--- Information provided ---

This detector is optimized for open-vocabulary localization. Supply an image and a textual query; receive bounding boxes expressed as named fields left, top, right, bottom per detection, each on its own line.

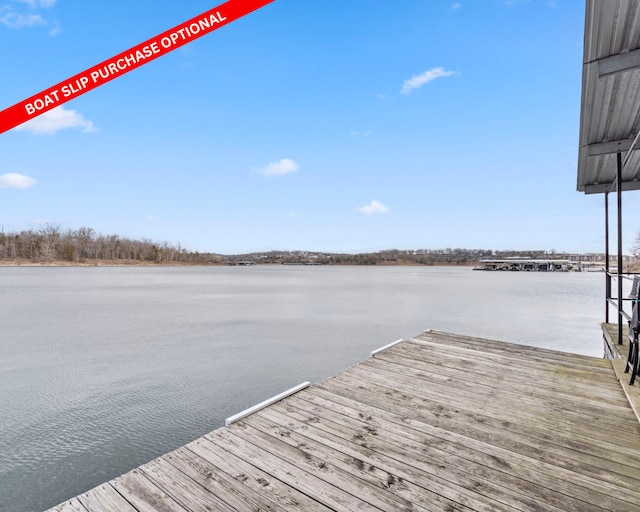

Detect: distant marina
left=473, top=258, right=605, bottom=272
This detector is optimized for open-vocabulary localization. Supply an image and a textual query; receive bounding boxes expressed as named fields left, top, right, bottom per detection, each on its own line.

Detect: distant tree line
left=0, top=224, right=604, bottom=265
left=0, top=224, right=221, bottom=264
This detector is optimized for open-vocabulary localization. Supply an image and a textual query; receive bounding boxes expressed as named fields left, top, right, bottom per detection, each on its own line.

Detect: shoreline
left=0, top=260, right=477, bottom=267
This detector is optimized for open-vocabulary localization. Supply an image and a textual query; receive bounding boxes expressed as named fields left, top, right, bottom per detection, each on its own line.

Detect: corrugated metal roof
left=578, top=0, right=640, bottom=194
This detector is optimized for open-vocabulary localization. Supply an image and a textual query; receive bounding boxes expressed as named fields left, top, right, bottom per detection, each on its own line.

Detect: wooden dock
left=51, top=331, right=640, bottom=512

--- Instructions to follow ---
Rewrite the stretch of the listing from its start through the line containing "left=473, top=258, right=605, bottom=272", swapping "textual query" for "text prompt" and keeping everything else the same. Leave the pictures out.

--- Exercise answer ---
This detector is optimized for open-vocabulary localization. Supply an image and a text prompt; receive bounding boxes expressed as named fields left, top, right, bottom per detection, each on its own line.


Detect: distant marina
left=473, top=258, right=605, bottom=272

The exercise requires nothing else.